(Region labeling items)
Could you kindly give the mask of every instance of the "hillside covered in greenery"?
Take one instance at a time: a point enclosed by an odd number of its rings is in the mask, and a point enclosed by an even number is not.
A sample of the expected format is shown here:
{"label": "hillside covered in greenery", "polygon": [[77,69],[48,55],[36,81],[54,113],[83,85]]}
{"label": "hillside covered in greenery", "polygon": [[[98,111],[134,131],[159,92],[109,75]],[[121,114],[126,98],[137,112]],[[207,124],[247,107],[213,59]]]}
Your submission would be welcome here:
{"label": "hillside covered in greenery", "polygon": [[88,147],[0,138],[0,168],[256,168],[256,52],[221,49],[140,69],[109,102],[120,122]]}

Prompt
Print everything from the start of the records down to the line containing "Take one instance", word for word.

The completed task
Could you kindly give the mask of every instance of the "hillside covered in greenery"?
Take one instance at a time: a point enclosed by an odd number of its rings is in the mask, and a point enclosed by an even number is not.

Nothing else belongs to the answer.